Repeat the records below exactly.

§

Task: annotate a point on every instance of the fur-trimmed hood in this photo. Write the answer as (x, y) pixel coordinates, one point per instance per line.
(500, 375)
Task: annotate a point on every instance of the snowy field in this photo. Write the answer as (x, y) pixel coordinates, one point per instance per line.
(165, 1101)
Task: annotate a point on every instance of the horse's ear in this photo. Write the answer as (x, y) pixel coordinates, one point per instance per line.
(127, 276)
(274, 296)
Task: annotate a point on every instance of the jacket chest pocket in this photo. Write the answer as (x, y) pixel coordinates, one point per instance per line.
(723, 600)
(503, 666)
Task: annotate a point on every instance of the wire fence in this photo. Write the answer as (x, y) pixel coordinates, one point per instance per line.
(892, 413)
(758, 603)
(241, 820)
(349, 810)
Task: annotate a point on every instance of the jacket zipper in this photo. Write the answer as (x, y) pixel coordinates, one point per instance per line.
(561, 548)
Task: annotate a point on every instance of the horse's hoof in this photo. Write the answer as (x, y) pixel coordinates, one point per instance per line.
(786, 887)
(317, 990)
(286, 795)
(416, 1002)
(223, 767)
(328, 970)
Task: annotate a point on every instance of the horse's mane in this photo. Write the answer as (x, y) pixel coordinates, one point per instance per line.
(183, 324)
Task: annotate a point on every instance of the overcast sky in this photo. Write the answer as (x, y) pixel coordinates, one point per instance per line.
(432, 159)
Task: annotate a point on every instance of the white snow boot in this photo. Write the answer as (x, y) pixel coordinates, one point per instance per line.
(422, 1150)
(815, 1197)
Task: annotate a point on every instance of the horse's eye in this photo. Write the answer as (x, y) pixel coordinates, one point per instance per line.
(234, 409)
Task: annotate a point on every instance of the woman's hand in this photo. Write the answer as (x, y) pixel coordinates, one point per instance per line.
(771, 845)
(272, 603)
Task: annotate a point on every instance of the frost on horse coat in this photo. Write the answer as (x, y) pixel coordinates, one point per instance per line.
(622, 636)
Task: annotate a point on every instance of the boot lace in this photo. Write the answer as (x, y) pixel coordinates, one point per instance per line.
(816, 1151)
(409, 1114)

§

- **Reply**
Task: annotate a point on every instance of the fur-trimmed hood in this photo. Write the answer as (x, y) pixel coordinates, one point per instance per line.
(500, 375)
Task: annotate a point on every instance of the snowy field in this photo. Write the answer as (x, y) pixel coordinates, one point per instance per line.
(165, 1101)
Task: annotate a point on every instance of the horse's ear in this photo. Write the answer as (x, y) pixel coordinates, one point per instance per line.
(127, 276)
(274, 296)
Task: annotate a point on every instance of the jacket chest pocket in this photo. Write the answer as (x, y) pixel coordinates, one point per instance per line.
(723, 600)
(503, 666)
Task: annotate a point on every instance of the wire fence in this photo. Write the answer as (x, y) pixel coordinates, one point per instance per line.
(892, 413)
(758, 603)
(241, 820)
(349, 810)
Task: annotate a point on every instance of the jacket zipper in this photo. Write the answer as (x, y) pixel coordinates, one point per instance per line.
(561, 548)
Task: annotate a point on every instance of the horse's hoof in this photo. Write the answer as (x, y) pixel coordinates, one point per instance per line.
(786, 887)
(317, 990)
(286, 795)
(416, 1002)
(223, 767)
(328, 970)
Task: annotate a point on every instance of the horse's mane in this photo. Write the answer as (x, y) pixel coordinates, one point per instance per line.
(183, 324)
Task: annotate a point on every instance of the overcast sky in this photo. Write the answer as (x, y) pixel coordinates, one point per instance per line.
(432, 159)
Task: annotate a point on every instance of the white snow boot in this photo. Write the answer as (x, y) pixel coordinates, one point per instance per line.
(422, 1150)
(815, 1197)
Task: annotate a point on every instance of the horse's eye in this photo. Write the answer as (x, y) pixel coordinates, one point per instance per line.
(234, 409)
Task: annotate a point on every instance of the woman's hand in this photo. Write the answer as (x, y) pixel coordinates, one point per instance per line.
(771, 845)
(272, 603)
Task: annotate a point on every instance of the frost on horse coat in this photo. Write the answer as (x, y) pixel coordinates, one point per instance per line.
(622, 636)
Task: annotate a point on every instance of the boot lace in this photo. Write the answer as (x, y) pixel coordinates, one point per instance per line.
(816, 1151)
(409, 1114)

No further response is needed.